Objective
Copy out the entries below precisely; nothing is to be omitted.

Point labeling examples
=-=-=

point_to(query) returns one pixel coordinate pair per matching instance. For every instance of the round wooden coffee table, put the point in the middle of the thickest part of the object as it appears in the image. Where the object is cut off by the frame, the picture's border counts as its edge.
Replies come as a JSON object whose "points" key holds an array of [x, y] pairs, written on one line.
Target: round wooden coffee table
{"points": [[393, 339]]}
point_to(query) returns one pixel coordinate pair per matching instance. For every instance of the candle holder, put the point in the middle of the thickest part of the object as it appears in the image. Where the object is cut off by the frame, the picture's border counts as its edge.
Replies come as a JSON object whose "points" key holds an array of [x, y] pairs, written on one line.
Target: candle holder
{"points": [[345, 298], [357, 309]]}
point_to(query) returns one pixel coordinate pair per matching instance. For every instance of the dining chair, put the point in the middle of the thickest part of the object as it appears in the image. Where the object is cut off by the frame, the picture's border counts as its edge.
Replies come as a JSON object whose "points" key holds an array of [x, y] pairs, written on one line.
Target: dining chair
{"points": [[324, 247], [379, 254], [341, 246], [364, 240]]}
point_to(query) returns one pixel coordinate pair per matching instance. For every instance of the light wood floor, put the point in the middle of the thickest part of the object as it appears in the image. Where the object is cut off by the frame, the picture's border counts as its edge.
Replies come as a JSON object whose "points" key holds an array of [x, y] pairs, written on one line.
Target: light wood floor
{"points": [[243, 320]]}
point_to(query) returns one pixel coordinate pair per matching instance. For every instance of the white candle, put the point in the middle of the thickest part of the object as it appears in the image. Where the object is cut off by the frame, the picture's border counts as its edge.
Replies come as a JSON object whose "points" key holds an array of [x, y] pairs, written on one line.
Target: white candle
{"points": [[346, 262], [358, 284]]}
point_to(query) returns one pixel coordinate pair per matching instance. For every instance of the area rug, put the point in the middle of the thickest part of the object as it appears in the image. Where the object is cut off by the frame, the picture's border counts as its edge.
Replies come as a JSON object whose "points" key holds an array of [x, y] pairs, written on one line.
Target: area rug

=-=-=

The result
point_to(query) returns one pixel coordinate pair per matching instance. For every instance of the round wooden coffee table, put the point in the middle of the thickest part of the object as it appears in the image. Where the object is cut off by the frame, the picture's border counts as its edge.
Replies come as a JSON object whose "points" key holds an array of [x, y] pairs, written on one line.
Target: round wooden coffee table
{"points": [[393, 339]]}
point_to(query) returns one pixel coordinate pair per matching instance. For every instance of the candle holder, put the point in the middle of the thickest part of the object as it appears in the image. Where the object is cut off by the frame, the picture's border counts as its edge.
Replies come as a JSON object whose "points" key holds an array of [x, y] pairs, written on one line.
Target: candle holder
{"points": [[345, 298], [357, 309]]}
point_to(query) returns one pixel coordinate pair per matching instance. For every instance of the dining chair, put the point in the middle of the thickest part of the object as it appears in the image. Where the object is cut off by the frame, the picture's border counts as its edge.
Replies come as a JSON object whose "points" key holds an array of [x, y] pairs, written on one line.
Target: dining chair
{"points": [[324, 247], [379, 254], [341, 246], [364, 240]]}
point_to(query) returns one pixel coordinate pair per matching instance. For every instance of the light wood floor, put the point in the middle of the thickest part of the object as it appears in the image. Where the object is cut off by the frame, the picture's border counts as its edge.
Replies come as a JSON object whose "points" key holds an array of [x, y] pairs, written on one line.
Target: light wood floor
{"points": [[243, 320]]}
point_to(query) returns one pixel coordinate pair per matching instance. For every instance of the white candle, put the point in the middle of the thickest part of the object as it appears in the image. Where the object is cut off by the frame, the picture's border counts as its edge.
Replies come as a JSON object whose "points" key holds an array of [x, y] pairs, written on one line.
Target: white candle
{"points": [[346, 262], [358, 284]]}
point_to(query) returns one pixel coordinate pair per matching instance. For every instance of the area rug, put the point in the middle of the thickest part of the object as it appears in the image. Where the object is cut off by the frame, the picture's border counts as its edge.
Replies come as a JSON object whose "points" key holds an array of [x, y] pairs, written on one line.
Target: area rug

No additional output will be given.